§ INSTRUCTION A
In the article below about the Karoo's cart people, what does Breyten bring back on the handlebars of his bicycle?

§ SOURCE PASSAGE
---------------
/ 9 April 2015

The Karoo’s dwindling cart people still hear the call of the road

The Karoo's Dwindling Cart People Still Hear The Call Of The Road

In the early 1990s more than a thousand karretjiemense eked out a living as nomadic sheep shearers trekking across the Great Karoo. That way of life is now lost because their artisanal skills, in the face of mechanisation, are not needed. But the karretjie people, who have always lived on the margins, remain and survive on the veld, odd jobs and social grants. 

It’s daybreak on the dusty plains south of Colesberg in the Northern Cape. Outside her rusted shack at Garings Outspan, Liesbet Booysen (31) blows on the embers of last night’s fire to spark a flame.

In the distance she sees two crows plummeting towards the ground and she knows what that means. Booysen wakes Breyten, her six-year-old son. With sleep in his eyes he sets off on a grown-up bicycle, pumping legs that are just long enough for his bare feet to reach the pedals.


Liesbet Booysen and her three-year-old Brendan live at Garings Outspan with the few remaining karretjiemense. They continue to live next to the dirt road outside Colesberg, relying on old connections with farmers for odd jobs. (Daneel Knoetze)

Sometimes you’ve got bad luck and the roadkill may be too small or too badly damaged to be of use. But today Breyten is successful: he returns with the carcass of a small steenbok on the handlebars.

Booysen holds the carcass up to the light and picks bits of dirt from the crushed skull. The wound is fresh, and blood oozes. She will clean, skin and gut the buck and hang tiny red strips of meat to dry from the ceiling of her shack.  In this setting of abject poverty, the veld still provides.

Half a dozen families live at Garings Outspan. Each brown shack is furnished with little more than a mattress on the ground. These families are among the last karretjiemense (cart people) who still live next to the dirt roads outside Colesberg. Only three donkey carts have survived from the old days. One of these lies useless, its wheels stolen months ago.

Rural existence
Booysen, her partner Hendrik Hermanus and their respective brothers and sisters grew up on the road. Descendants of the Bushmen, the karretjie people moved from farm to farm across the Great Karoo. As one of about 1 000 karretjie units operating in the early 1990s, Booysen’s family earned small commissions for shearing sheep and hand-processing the wool.

Visits to the town are brief and usually only to buy basic supplies. For the rest her family scrounges what it can – firewood from the veld, water from farm reservoirs and meat from hunted animals like the rooikat (caracal).

Nights are spent beside a fire and in low shacks on the kortgangetjie (narrow corridor) between the dirt roads and the fences of the big merino sheep farms.
---------------
§ RECORDS

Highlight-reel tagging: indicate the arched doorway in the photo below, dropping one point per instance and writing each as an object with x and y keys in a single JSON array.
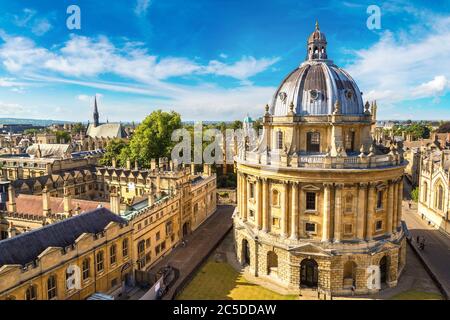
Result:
[
  {"x": 383, "y": 269},
  {"x": 349, "y": 274},
  {"x": 185, "y": 229},
  {"x": 309, "y": 273},
  {"x": 245, "y": 253},
  {"x": 272, "y": 263}
]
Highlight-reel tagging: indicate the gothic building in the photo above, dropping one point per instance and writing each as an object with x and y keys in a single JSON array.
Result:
[{"x": 319, "y": 201}]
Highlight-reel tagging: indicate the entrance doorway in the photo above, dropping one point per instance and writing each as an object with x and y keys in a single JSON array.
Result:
[
  {"x": 309, "y": 273},
  {"x": 245, "y": 253},
  {"x": 383, "y": 270}
]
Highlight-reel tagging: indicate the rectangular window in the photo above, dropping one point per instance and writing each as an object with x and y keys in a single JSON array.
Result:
[
  {"x": 310, "y": 201},
  {"x": 379, "y": 225},
  {"x": 348, "y": 228},
  {"x": 310, "y": 227},
  {"x": 380, "y": 199}
]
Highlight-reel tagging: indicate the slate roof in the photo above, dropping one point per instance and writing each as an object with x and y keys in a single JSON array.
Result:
[
  {"x": 32, "y": 204},
  {"x": 26, "y": 247}
]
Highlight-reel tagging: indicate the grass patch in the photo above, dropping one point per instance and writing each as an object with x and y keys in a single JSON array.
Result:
[
  {"x": 416, "y": 295},
  {"x": 219, "y": 281}
]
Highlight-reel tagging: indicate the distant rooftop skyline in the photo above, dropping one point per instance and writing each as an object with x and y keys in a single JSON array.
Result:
[{"x": 214, "y": 60}]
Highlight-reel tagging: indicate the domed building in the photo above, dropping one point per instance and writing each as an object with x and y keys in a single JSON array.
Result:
[{"x": 319, "y": 202}]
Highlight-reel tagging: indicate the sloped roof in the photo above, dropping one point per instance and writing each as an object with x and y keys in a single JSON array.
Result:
[
  {"x": 50, "y": 150},
  {"x": 107, "y": 130},
  {"x": 26, "y": 247},
  {"x": 32, "y": 204}
]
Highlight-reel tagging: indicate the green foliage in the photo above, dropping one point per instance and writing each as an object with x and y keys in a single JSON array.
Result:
[
  {"x": 78, "y": 128},
  {"x": 416, "y": 130},
  {"x": 114, "y": 149},
  {"x": 152, "y": 138},
  {"x": 415, "y": 194},
  {"x": 63, "y": 137},
  {"x": 444, "y": 127}
]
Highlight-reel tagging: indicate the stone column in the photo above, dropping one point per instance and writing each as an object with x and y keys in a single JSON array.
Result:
[
  {"x": 284, "y": 210},
  {"x": 390, "y": 208},
  {"x": 265, "y": 205},
  {"x": 258, "y": 206},
  {"x": 326, "y": 212},
  {"x": 245, "y": 196},
  {"x": 399, "y": 205},
  {"x": 370, "y": 212},
  {"x": 361, "y": 214},
  {"x": 294, "y": 211},
  {"x": 338, "y": 212}
]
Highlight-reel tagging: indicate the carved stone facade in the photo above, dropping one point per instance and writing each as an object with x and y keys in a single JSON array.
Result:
[{"x": 319, "y": 201}]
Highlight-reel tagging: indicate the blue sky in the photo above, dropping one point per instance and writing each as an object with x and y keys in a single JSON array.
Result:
[{"x": 214, "y": 60}]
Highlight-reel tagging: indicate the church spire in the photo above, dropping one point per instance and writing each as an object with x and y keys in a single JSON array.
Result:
[{"x": 96, "y": 115}]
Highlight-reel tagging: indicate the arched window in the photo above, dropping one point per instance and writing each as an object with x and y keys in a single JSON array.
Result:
[
  {"x": 440, "y": 197},
  {"x": 125, "y": 248},
  {"x": 112, "y": 254},
  {"x": 51, "y": 287},
  {"x": 86, "y": 268},
  {"x": 279, "y": 140},
  {"x": 425, "y": 192},
  {"x": 31, "y": 293},
  {"x": 275, "y": 198},
  {"x": 100, "y": 261}
]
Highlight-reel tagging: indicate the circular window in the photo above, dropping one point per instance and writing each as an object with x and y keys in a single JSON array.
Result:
[{"x": 314, "y": 94}]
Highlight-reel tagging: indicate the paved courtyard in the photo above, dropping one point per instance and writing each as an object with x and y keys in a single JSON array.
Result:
[{"x": 221, "y": 278}]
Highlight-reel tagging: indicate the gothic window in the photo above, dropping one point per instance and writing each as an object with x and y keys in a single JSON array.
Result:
[
  {"x": 310, "y": 201},
  {"x": 275, "y": 198},
  {"x": 100, "y": 261},
  {"x": 348, "y": 203},
  {"x": 310, "y": 227},
  {"x": 31, "y": 293},
  {"x": 425, "y": 192},
  {"x": 279, "y": 140},
  {"x": 112, "y": 254},
  {"x": 380, "y": 199},
  {"x": 440, "y": 198},
  {"x": 51, "y": 287},
  {"x": 86, "y": 269},
  {"x": 313, "y": 142}
]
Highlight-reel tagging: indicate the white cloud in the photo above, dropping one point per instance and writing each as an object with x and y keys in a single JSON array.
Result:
[
  {"x": 141, "y": 7},
  {"x": 399, "y": 68},
  {"x": 41, "y": 27},
  {"x": 435, "y": 87}
]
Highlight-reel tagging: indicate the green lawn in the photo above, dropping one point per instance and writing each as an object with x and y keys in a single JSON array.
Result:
[
  {"x": 219, "y": 281},
  {"x": 417, "y": 295}
]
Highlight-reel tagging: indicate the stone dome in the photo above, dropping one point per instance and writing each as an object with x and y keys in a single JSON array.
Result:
[{"x": 316, "y": 85}]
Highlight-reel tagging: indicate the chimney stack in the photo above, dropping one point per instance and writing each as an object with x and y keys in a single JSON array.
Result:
[
  {"x": 11, "y": 205},
  {"x": 67, "y": 200},
  {"x": 46, "y": 208}
]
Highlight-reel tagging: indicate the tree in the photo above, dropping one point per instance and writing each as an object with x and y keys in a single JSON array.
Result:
[
  {"x": 152, "y": 138},
  {"x": 62, "y": 137},
  {"x": 113, "y": 150}
]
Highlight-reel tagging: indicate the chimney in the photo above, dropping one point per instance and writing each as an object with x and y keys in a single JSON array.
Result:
[
  {"x": 46, "y": 209},
  {"x": 11, "y": 205},
  {"x": 114, "y": 200},
  {"x": 67, "y": 200}
]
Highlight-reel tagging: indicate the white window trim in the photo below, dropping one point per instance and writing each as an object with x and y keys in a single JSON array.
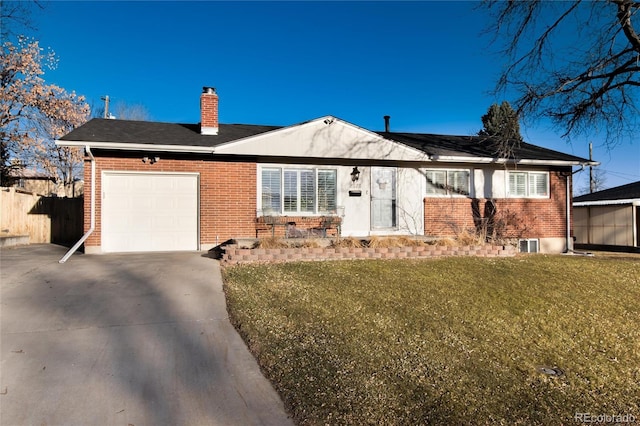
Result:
[
  {"x": 451, "y": 194},
  {"x": 529, "y": 240},
  {"x": 282, "y": 168},
  {"x": 528, "y": 195}
]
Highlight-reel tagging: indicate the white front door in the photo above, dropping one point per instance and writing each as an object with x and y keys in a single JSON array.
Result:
[
  {"x": 149, "y": 212},
  {"x": 383, "y": 198}
]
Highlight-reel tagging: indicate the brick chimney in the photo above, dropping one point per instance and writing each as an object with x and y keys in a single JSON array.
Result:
[{"x": 208, "y": 111}]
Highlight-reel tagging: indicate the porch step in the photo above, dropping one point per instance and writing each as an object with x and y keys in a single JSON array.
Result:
[{"x": 13, "y": 240}]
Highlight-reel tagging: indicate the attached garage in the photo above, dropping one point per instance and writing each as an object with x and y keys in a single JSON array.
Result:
[{"x": 149, "y": 211}]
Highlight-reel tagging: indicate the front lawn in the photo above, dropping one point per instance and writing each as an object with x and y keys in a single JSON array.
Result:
[{"x": 445, "y": 341}]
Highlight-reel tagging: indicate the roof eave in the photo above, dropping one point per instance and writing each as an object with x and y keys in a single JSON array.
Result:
[
  {"x": 138, "y": 146},
  {"x": 632, "y": 201},
  {"x": 489, "y": 160}
]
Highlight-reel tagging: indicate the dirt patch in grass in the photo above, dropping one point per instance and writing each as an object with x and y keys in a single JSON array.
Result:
[{"x": 447, "y": 341}]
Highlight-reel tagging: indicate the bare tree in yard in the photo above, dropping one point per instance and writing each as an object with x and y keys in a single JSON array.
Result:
[
  {"x": 501, "y": 129},
  {"x": 33, "y": 113},
  {"x": 575, "y": 62},
  {"x": 124, "y": 111},
  {"x": 15, "y": 15}
]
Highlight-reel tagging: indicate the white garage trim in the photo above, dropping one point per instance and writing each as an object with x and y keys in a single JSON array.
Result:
[{"x": 144, "y": 211}]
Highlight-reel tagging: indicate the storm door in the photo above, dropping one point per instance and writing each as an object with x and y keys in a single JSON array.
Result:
[{"x": 383, "y": 198}]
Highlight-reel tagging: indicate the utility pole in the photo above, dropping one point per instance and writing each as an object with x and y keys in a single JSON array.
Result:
[
  {"x": 592, "y": 182},
  {"x": 106, "y": 106}
]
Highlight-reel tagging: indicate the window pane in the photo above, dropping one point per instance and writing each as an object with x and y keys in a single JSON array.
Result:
[
  {"x": 307, "y": 191},
  {"x": 538, "y": 184},
  {"x": 290, "y": 191},
  {"x": 327, "y": 190},
  {"x": 459, "y": 182},
  {"x": 271, "y": 190},
  {"x": 518, "y": 184},
  {"x": 436, "y": 182}
]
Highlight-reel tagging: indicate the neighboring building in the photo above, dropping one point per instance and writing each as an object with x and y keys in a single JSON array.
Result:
[
  {"x": 164, "y": 186},
  {"x": 608, "y": 219},
  {"x": 30, "y": 180}
]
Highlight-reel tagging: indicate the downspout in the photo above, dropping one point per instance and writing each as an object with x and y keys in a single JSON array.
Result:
[
  {"x": 568, "y": 196},
  {"x": 93, "y": 208},
  {"x": 569, "y": 243}
]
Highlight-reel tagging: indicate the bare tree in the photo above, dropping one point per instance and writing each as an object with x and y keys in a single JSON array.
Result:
[
  {"x": 124, "y": 111},
  {"x": 33, "y": 114},
  {"x": 501, "y": 129},
  {"x": 575, "y": 62},
  {"x": 16, "y": 15}
]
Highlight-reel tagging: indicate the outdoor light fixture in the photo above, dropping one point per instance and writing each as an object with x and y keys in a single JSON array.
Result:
[
  {"x": 150, "y": 160},
  {"x": 355, "y": 174}
]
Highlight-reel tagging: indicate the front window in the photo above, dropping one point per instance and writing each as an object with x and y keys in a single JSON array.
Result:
[
  {"x": 529, "y": 184},
  {"x": 293, "y": 191},
  {"x": 447, "y": 182}
]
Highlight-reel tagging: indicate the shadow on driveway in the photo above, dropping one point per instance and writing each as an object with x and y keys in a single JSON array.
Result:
[{"x": 124, "y": 339}]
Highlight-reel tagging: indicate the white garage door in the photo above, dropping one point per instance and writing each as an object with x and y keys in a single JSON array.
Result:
[{"x": 149, "y": 212}]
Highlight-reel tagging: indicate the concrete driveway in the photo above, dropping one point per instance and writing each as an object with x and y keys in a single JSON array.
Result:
[{"x": 135, "y": 339}]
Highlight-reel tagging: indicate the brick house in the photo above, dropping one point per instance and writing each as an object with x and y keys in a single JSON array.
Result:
[{"x": 164, "y": 186}]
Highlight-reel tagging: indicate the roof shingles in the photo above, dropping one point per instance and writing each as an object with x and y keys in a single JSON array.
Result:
[{"x": 156, "y": 133}]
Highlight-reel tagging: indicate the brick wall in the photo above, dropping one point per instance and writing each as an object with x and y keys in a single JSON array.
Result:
[
  {"x": 234, "y": 255},
  {"x": 528, "y": 218},
  {"x": 227, "y": 194}
]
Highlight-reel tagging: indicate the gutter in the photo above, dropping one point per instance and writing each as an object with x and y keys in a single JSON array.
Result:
[
  {"x": 93, "y": 208},
  {"x": 632, "y": 201},
  {"x": 139, "y": 147},
  {"x": 225, "y": 149}
]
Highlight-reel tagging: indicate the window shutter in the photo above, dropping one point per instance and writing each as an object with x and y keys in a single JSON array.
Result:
[
  {"x": 271, "y": 195},
  {"x": 307, "y": 191},
  {"x": 290, "y": 191},
  {"x": 538, "y": 184},
  {"x": 327, "y": 190},
  {"x": 518, "y": 184}
]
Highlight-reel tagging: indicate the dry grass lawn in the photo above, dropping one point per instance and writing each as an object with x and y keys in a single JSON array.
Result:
[{"x": 445, "y": 341}]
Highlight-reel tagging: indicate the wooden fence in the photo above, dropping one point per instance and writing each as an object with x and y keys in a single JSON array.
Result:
[{"x": 44, "y": 219}]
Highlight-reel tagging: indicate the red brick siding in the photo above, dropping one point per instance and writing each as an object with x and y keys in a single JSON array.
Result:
[
  {"x": 227, "y": 194},
  {"x": 537, "y": 218}
]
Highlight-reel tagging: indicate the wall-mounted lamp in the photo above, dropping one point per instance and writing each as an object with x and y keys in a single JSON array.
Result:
[{"x": 355, "y": 174}]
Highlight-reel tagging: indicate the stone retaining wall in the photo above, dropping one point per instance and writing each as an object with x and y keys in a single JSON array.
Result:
[{"x": 233, "y": 254}]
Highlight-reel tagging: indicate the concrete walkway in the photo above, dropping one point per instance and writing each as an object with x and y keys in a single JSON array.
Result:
[{"x": 136, "y": 339}]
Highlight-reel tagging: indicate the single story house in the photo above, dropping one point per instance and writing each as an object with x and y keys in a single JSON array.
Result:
[
  {"x": 154, "y": 186},
  {"x": 608, "y": 219}
]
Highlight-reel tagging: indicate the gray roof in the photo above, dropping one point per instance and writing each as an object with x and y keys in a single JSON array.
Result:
[
  {"x": 624, "y": 192},
  {"x": 474, "y": 146},
  {"x": 156, "y": 133}
]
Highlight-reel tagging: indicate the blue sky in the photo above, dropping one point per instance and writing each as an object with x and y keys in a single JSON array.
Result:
[{"x": 426, "y": 64}]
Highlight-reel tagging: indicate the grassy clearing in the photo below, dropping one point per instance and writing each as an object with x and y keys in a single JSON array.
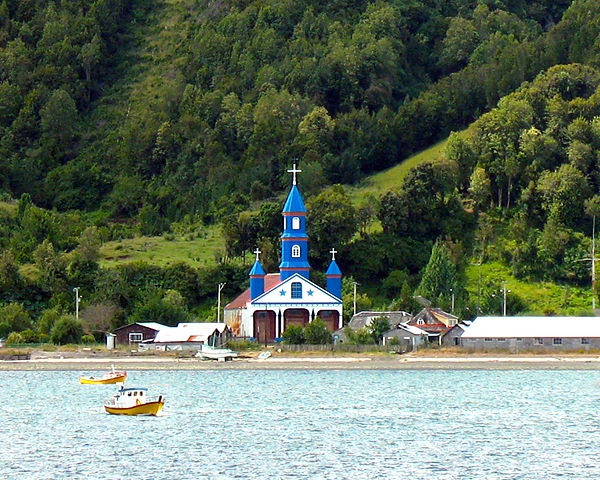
---------------
§ INSTRUCTION B
Identify every line in the records above that contains the word "step", and copy each of those lines.

§ EXERCISE SOLUTION A
The carcass of a small steenbok.

§ EXERCISE SOLUTION B
Highlight-reel tagging: indicate the porch step in the photo above, dropping one point per instance and writing each as an object with x and y keys in a single JSON array.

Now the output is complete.